Bone as an endocrine organ: Skeletal involvement in energy and glucose homeostasis (#114)
Skeletal research is currently undergoing a period of marked expansion. One aspect in particular is the relationship between bone, fat and glucose metabolism. Emerging evidence indicates that bone, adipose and pancreatic activity are co-regulated and interdependent. Bone and fat are known insulin targets. Signals from fat cells are known to regulate bone mass and insulin action, with prominent adipokines such as leptin and adiponectin. Interestingly, signals produced by bone cells are now being identified that are capable of regulating fat and bate cells, both directly and through central hypothalamic signalling.
Osteocalcin, a protein secreted by osteoblasts, has emerged as a bone-specific endocrine signal, capable of regulating of energy and glucose homeostasis. Increasing osteocalcin levels reduced fat mass and improved insulin sensitivity in wild type mice, through secretion of the undercarboxylated form of osteocalcin, acting to increase the insulin sensitising adipokines adiponectin, and directly increasing insulin production in the beta cell. Recently, our laboratory has produced data suggesting a novel central loop for osteocalcin signalling, also capable of regulating adipose and glucose homeostasis, as well as providing feedback to central bone regulatory pathways. One such central, bone/ fat/glucose-active pathway is controlled by neuropeptide Y, most prominently in the hypothalamus. Recent data has also implicated neuropeptide signalling in the osteoblastic regulation of glucose homeostasis, with loss of osteoblastic neuropeptide Y receptors, markedly reducing insulin production.

**GIVEN ENTRIES**
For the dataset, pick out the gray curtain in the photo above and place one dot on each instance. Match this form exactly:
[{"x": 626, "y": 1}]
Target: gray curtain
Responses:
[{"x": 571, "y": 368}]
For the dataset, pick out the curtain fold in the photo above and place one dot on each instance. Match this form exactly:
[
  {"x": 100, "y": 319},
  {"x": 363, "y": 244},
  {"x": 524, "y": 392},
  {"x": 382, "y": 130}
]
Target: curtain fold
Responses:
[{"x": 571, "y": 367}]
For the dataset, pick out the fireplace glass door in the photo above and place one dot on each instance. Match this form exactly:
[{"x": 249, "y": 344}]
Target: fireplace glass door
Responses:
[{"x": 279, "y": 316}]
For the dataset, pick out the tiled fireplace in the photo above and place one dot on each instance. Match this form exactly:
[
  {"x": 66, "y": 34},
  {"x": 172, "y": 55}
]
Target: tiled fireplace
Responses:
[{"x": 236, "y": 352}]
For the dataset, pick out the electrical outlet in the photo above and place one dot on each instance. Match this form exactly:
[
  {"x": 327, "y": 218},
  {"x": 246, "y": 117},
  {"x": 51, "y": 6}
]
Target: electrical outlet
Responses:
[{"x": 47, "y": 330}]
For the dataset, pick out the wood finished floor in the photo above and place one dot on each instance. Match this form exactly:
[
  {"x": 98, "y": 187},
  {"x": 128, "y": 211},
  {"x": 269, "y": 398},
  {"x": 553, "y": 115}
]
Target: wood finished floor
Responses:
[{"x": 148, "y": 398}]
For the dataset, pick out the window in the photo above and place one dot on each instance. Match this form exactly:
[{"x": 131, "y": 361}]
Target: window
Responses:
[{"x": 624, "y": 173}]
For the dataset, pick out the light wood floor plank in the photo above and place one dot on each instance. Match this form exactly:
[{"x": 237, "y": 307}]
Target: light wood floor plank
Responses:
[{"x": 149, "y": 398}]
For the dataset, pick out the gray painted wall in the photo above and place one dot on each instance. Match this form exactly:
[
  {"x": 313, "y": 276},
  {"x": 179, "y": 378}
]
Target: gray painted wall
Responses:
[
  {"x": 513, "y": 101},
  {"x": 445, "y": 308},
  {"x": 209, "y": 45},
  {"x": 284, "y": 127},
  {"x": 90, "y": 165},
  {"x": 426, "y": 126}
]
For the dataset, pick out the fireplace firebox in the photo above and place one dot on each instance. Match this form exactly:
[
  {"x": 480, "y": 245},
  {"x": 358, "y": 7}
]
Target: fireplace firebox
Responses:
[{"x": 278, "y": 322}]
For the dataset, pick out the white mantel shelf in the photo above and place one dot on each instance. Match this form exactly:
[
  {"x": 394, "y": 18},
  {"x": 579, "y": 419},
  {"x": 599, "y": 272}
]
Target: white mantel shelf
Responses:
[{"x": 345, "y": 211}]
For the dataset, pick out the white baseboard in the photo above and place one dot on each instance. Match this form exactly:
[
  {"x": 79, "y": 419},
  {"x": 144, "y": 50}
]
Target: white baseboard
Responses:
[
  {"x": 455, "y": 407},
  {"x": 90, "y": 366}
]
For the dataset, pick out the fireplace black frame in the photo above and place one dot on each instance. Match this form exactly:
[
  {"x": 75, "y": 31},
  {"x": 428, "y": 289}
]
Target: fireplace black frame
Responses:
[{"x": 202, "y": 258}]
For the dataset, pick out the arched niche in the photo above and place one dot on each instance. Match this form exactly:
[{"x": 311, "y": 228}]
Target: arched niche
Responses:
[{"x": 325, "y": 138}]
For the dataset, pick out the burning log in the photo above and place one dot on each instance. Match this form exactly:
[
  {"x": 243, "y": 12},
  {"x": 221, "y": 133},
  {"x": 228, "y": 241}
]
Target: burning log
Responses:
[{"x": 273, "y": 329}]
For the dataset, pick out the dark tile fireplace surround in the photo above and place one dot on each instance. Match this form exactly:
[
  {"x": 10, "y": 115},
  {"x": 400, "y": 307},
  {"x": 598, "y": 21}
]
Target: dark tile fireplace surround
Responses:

**SET OF TASKS**
• a. In two sentences, summarize the abstract on bone as an endocrine organ.
• b. According to the abstract on bone as an endocrine organ, which form of osteocalcin is secreted to reduce fat mass and improve insulin sensitivity in wild type mice?
• c. Continue the abstract on bone as an endocrine organ from the point where it ends.

**RESPONSES IN ORDER**
• a. Emerging evidence shows that bone, adipose and pancreatic activity are co-regulated, with fat-derived signals such as leptin and adiponectin affecting bone mass and insulin action, and bone-derived signals now found to regulate other tissues directly and through hypothalamic signalling. Osteocalcin, secreted by osteoblasts, reduces fat mass and improves insulin sensitivity in mice, and new data point to a central osteocalcin loop and to neuropeptide Y signalling, including osteoblastic neuropeptide Y receptors, in regulating glucose homeostasis.

• b. The undercarboxylated form of osteocalcin.

• c.
In conclusion, the link between energy and bone and glucose homeostasis is far more complex than previously appreciated, with multiple axes of control, involving both central and direct signalling pathways. These signalling axes reveal a classic, hypothalamic pattern of feedback and efferent neural/endocrine control. But they also reveal novel intra-organ endocrine signals with powerful effects on target tissues. In this manner, a new level of organ to organ endocrine signalling is emerging.